## [SOURCE DOCUMENT]
━━━━━━━━
Cloud Backup troubleshooting

Previous section: Rackspace Cloud Backup - Preferences

If you encounter issues when working with Cloud Backup, use the information in
this article to help you troubleshoot.

  • Backup statuses
  • Connection errors
  • Backup agent logs
  • Recovery of your encrypted vault password
  • Unable to back up or restore files (Windows® only)
  • System resource utilization
  • Other errors and problems

Backup statuses

This section describes each of the backup statuses, why you might receive each
status, and what action you might take.

Backup status: Skipped

This status indicates that the scheduler skipped this backup job because another backup job was
already queued. If the frequency of the backup job is set too high (for example, hourly),
and a single backup takes too long (longer than an hour), the system skips subsequent jobs.
Only one can run at a time. The backup scheduler skips backups it cannot execute.

Consider reducing the frequency of the job or reducing the amount of data. If
this is the initial job, the subsequent jobs might finish faster.

On older DriveClient installations, the status might occur if the agent
was hard-restarted (or the operating system rebooted) during a backup,
cleanup, or restore.

  • For Linux®, a possible fix is to upgrade to the latest version of
    DriveClient and restart the running agent.

  • For Windows, a possible fix is to restart the DriveClient Windows service
    through Window's Service Manager, or through the sc command line Windows
    utility.

Backup status: Missed

This status indicates that the backup job didn't run. The DriveClient
service was likely not running at the time of the scheduled backup, and the
agent was therefore offline.

Verify that the agent is running on the server. If the agent is not already
running, start it. Next, check the logs to determine why the agent was not
running.

An agent should never go offline by itself. If the agent did not respond, then
the agent could not reach one of the API endpoints, the agent was not running,
or someone manually stopped or terminated it.

Backup status: Completed with Errors

This status indicates that the backup completed, but the job could not backup
one or more files. The most common issues that cause this status are as follows:

  • The file was deleted before the backup job could make the copy. This issue is common with
    temporary files, such as PHP session files, and is almost always harmless. If
    it is possible and practical for you to exclude these files from the backup
    definition, this kind of error goes away.

  • The file was exclusively locked (Windows) so that no other process could read
    it. This issue is common with database binary files. You should never back up
    the database binaries themselves. Instead, but dump the database's contents
    to a flat file (such as an SQL® file) and back up that flat file.
━━━━━━━━
## [DATA PROVIDED]
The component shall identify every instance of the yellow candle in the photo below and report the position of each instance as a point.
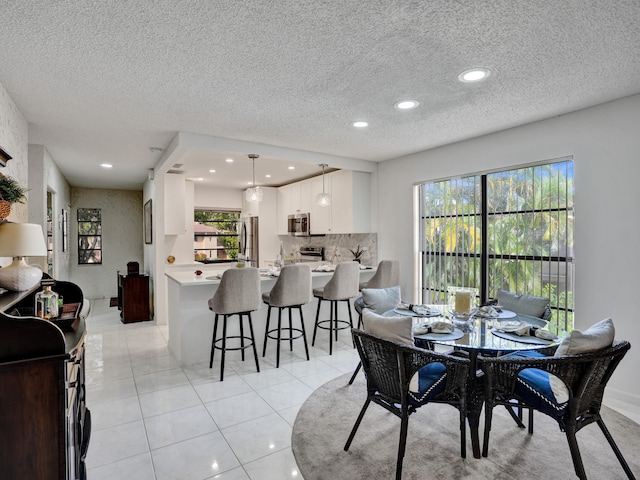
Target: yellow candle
(463, 301)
━━━━━━━━
## [COMPLETE THE FOLLOWING]
1. Edit the Cloud Backup troubleshooting text, starting with "Backup status: Missed" and going on through "or terminated it.", so that "offline" is replaced by "unreachable".
2. In the Cloud Backup troubleshooting text, what kind of files is commonly exclusively locked on Windows?
3. Write the next part of the Cloud Backup troubleshooting text, picking up right after its last sentence.
You won't need the listing for any of this.

## [EXERCISE ANSWERS]
1.
Backup status: Missed

This status indicates that the backup job didn't run. The DriveClient
service was likely not running at the time of the scheduled backup, and the
agent was therefore unreachable.

Verify that the agent is running on the server. If the agent is not already
running, start it. Next, check the logs to determine why the agent was not
running.

An agent should never go unreachable by itself. If the agent did not respond, then
the agent could not reach one of the API endpoints, the agent was not running,
or someone manually stopped or terminated it.

2. Database binary files.

3.
    Doing so allows for a quicker backup and an easier restore.
    Break individual databases into different flat files to more easily manipulate
    them on restore. Then, you do not have to fully restore the
    flat file to restore a single database.

  • The path of the file in the operating system contained Non-UTF-8 characters. The
    current version of Cloud Backup supports only UTF-8 characters. When you use
    non-UTF-8 characters, a Path Not Found message displays.

For more information, see Back up databases with Cloud Backup.

Backup status: Failed

A status of Failed indicates that a serious problem occurred, and the
backup job did not run. Check the logs on the server an indication of the issue.

Backup status: Error

Many issues might cause a backup status of Error to occur, such as the cloud account
permissions for the user who configured that agent are incorrect or the DriveClient
can't connect to the agent APIs.

Rackspace Support must review the driveclient.log file to determine the
cause. If the agent is not connected, attach the driveclient.log file to a
ticket so that Support can review it. For more information, see
Cloud Backup agent logging basics - Where to store saved logs.

Following are some of the issues and some possible fixes:

Missing Password for encrypted volume

If you use the API to change an account from ServiceNet to PublicNet or vice versa,
the process changes the volume URI. However, the bootstrap.json file doesn't reflect
that change.

To work around this issue, edit the bootstrap.json file and make the
following changes to the volume URI:

  • If you changed the account from ServiceNet to PublicNet, remove the snet-
    prefix from the volume URI.
  • If you changed the account from PublicNet to ServiceNet, add an snet-
    prefix to the volume URI.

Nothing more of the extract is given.